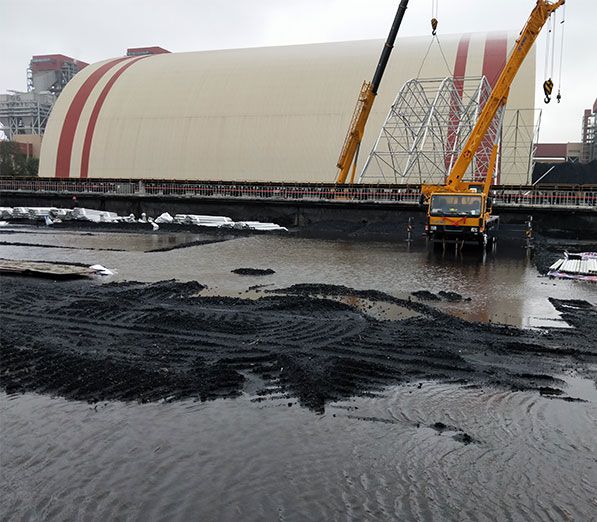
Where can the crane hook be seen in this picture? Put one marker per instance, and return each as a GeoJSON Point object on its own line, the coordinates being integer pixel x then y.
{"type": "Point", "coordinates": [547, 89]}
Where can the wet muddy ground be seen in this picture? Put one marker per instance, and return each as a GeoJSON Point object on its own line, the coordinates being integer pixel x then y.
{"type": "Point", "coordinates": [353, 381]}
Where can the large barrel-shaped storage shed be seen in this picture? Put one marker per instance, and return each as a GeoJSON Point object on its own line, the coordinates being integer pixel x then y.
{"type": "Point", "coordinates": [259, 114]}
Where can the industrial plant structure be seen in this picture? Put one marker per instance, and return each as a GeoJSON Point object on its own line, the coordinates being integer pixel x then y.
{"type": "Point", "coordinates": [264, 114]}
{"type": "Point", "coordinates": [24, 115]}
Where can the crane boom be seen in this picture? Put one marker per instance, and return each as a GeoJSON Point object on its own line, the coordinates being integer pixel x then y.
{"type": "Point", "coordinates": [362, 110]}
{"type": "Point", "coordinates": [459, 210]}
{"type": "Point", "coordinates": [499, 94]}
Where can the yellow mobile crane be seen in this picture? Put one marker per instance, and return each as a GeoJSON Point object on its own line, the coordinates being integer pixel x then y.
{"type": "Point", "coordinates": [350, 148]}
{"type": "Point", "coordinates": [460, 210]}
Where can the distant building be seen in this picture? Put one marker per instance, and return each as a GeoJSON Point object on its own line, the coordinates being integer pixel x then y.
{"type": "Point", "coordinates": [51, 72]}
{"type": "Point", "coordinates": [558, 152]}
{"type": "Point", "coordinates": [26, 113]}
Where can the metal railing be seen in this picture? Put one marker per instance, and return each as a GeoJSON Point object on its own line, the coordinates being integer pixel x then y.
{"type": "Point", "coordinates": [547, 196]}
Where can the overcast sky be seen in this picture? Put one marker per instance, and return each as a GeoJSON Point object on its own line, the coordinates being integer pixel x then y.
{"type": "Point", "coordinates": [94, 30]}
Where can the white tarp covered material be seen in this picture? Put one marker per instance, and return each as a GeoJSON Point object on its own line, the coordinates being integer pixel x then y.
{"type": "Point", "coordinates": [52, 215]}
{"type": "Point", "coordinates": [575, 266]}
{"type": "Point", "coordinates": [164, 218]}
{"type": "Point", "coordinates": [97, 216]}
{"type": "Point", "coordinates": [101, 270]}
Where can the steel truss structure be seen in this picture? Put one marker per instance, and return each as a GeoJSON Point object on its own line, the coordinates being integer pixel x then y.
{"type": "Point", "coordinates": [520, 135]}
{"type": "Point", "coordinates": [425, 129]}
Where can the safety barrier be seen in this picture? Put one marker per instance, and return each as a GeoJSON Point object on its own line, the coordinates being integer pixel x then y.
{"type": "Point", "coordinates": [563, 196]}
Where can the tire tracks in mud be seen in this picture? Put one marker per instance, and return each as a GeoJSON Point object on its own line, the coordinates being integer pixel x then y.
:::
- **TASK REQUIREMENTS**
Rewrite every line of the records above with "Put one marker per instance" swapped for "Place one point on each instance" and all other wording unchanged. Leave out the pictures.

- **THE RESPONSE**
Where can the crane hook be seen in this picture? Place one point on each instance, and return each as a GeoJSON Point object on its own line, the coordinates being integer pixel x then y.
{"type": "Point", "coordinates": [547, 89]}
Where can the wet muddy ground be seen in this picture? Place one point on each instance, and return each as a GeoJSON Point object on its own line, the coordinates being integer pixel x then y.
{"type": "Point", "coordinates": [353, 381]}
Where can the large barrel-shaped storage shed be seen in this picture? Place one point on each instance, and return each as a GeoJSON Point object on its own line, the coordinates being integer pixel x then y.
{"type": "Point", "coordinates": [259, 114]}
Where can the industrial plant structure be seen in this picture? Place one point on each instance, and return each as a GeoJSON Point object on its own line, the coordinates being integer pixel x then y.
{"type": "Point", "coordinates": [264, 114]}
{"type": "Point", "coordinates": [24, 115]}
Where can the crane boom be seen in this picture? Place one point on each instance, and return each as a GeoJSON Point object on its own line, the coordinates being integer pixel x then y.
{"type": "Point", "coordinates": [362, 110]}
{"type": "Point", "coordinates": [459, 210]}
{"type": "Point", "coordinates": [499, 94]}
Where can the yellow mobile crane be seen in this picture? Place one point on each instance, and return each as a GeoJSON Point object on its own line, the coordinates being integer pixel x then y.
{"type": "Point", "coordinates": [350, 148]}
{"type": "Point", "coordinates": [460, 210]}
Where can the distant building be seen in this picture? Place one point on each instance, and return each as a GeoJSON Point object on its own line, the coordinates being integer pixel x then y.
{"type": "Point", "coordinates": [51, 72]}
{"type": "Point", "coordinates": [558, 152]}
{"type": "Point", "coordinates": [26, 113]}
Where can the metal railing be seen in this picture? Place one point on each instance, and return each as a GeoJSON Point object on its own line, the coordinates being integer pixel x then y.
{"type": "Point", "coordinates": [547, 196]}
Where can the overcast sky be seen in this picture? Place one point on each instance, and return each as a GeoJSON Point object on its own line, the coordinates being integer pixel x then y.
{"type": "Point", "coordinates": [94, 30]}
Where can the white tarp covered material be seen in this picture? Place one point on each instance, and return each as a GeoJSON Point object on its own line, the coordinates being integer pixel x then y.
{"type": "Point", "coordinates": [52, 215]}
{"type": "Point", "coordinates": [575, 266]}
{"type": "Point", "coordinates": [164, 218]}
{"type": "Point", "coordinates": [97, 216]}
{"type": "Point", "coordinates": [101, 270]}
Where can the steel truss structure be seen in this picture? Place one point on each instance, and return each as a GeoJSON Point object on its own line, the coordinates being integer pixel x then y.
{"type": "Point", "coordinates": [520, 135]}
{"type": "Point", "coordinates": [425, 129]}
Where can the safety barrier be seen in this picture? Place one point on each instance, and return each as a GeoJSON Point object on its own line, the coordinates being integer pixel x then y.
{"type": "Point", "coordinates": [563, 196]}
Where can the tire tracks in mud be seen in this picture? Place one point on each instance, and return each as a GeoJSON Point object on its own line, the coordinates being integer pixel x then y.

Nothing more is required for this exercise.